## [Exercise objective]
Find every line in the listing below that contains the word "positive", and copy each of those lines in full.

## [Data excerpts]
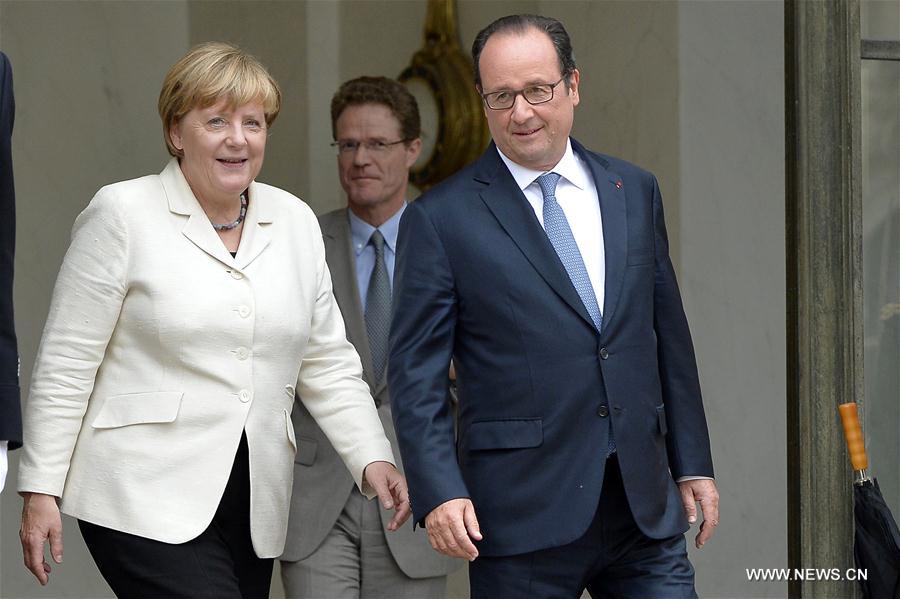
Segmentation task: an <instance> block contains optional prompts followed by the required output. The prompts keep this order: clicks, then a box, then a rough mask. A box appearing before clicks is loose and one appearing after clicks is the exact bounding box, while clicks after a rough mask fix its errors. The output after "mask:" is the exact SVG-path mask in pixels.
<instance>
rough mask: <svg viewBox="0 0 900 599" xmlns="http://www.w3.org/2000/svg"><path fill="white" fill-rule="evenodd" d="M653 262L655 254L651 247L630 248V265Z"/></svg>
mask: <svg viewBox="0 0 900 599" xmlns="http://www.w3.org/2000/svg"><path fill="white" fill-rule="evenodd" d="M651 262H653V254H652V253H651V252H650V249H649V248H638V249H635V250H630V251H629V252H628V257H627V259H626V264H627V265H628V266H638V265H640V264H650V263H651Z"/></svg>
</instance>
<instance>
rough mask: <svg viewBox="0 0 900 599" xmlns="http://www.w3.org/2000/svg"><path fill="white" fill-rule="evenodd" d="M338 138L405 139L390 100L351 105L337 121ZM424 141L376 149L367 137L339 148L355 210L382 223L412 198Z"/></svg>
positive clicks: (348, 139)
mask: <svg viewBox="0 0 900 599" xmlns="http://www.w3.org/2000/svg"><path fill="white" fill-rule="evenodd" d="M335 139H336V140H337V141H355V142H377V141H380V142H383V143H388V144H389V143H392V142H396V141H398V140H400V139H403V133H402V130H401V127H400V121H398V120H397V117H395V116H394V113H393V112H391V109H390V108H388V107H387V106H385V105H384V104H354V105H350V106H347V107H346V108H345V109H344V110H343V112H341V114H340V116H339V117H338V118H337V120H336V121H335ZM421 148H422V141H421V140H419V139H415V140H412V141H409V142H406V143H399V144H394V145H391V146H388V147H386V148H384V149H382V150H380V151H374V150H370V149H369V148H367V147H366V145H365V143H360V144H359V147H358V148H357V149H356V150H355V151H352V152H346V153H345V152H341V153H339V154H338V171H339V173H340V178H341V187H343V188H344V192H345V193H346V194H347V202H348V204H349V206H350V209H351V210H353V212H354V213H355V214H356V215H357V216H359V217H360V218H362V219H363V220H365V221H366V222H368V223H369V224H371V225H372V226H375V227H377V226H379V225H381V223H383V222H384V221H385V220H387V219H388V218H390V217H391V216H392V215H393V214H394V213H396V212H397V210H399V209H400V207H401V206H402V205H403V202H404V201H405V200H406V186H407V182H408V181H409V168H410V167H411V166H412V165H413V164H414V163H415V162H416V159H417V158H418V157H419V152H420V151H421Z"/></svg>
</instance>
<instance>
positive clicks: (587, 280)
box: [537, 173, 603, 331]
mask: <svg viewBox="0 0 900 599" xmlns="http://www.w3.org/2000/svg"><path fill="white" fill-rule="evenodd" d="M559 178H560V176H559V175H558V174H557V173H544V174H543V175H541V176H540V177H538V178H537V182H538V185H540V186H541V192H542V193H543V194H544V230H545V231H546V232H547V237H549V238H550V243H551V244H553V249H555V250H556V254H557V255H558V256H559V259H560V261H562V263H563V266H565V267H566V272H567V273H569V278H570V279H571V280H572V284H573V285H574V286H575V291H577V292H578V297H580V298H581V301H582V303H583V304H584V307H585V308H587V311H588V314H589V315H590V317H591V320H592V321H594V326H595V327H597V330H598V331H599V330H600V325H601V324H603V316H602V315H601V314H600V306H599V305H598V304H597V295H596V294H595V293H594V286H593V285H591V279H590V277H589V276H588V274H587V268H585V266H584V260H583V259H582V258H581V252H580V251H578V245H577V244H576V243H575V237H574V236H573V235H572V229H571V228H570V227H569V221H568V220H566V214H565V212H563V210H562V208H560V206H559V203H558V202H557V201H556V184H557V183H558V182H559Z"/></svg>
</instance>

## [Result]
positive clicks: (348, 139)
positive clicks: (587, 280)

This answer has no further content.